▸ **Material**:
(begin)

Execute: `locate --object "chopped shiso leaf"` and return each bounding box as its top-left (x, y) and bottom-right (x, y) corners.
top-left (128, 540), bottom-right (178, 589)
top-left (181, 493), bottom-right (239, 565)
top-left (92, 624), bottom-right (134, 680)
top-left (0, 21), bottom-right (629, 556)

(end)

▸ **Goal**:
Repeat the data with "chopped shiso leaf" switched to "sliced basil leaf", leaving everything else unchanged.

▸ **Correct output**:
Execute: `locate --object "sliced basil leaf"` and return each bounding box as its top-left (x, y) and bottom-right (x, y) corners.
top-left (128, 540), bottom-right (178, 589)
top-left (181, 493), bottom-right (239, 565)
top-left (92, 624), bottom-right (134, 680)
top-left (0, 21), bottom-right (629, 556)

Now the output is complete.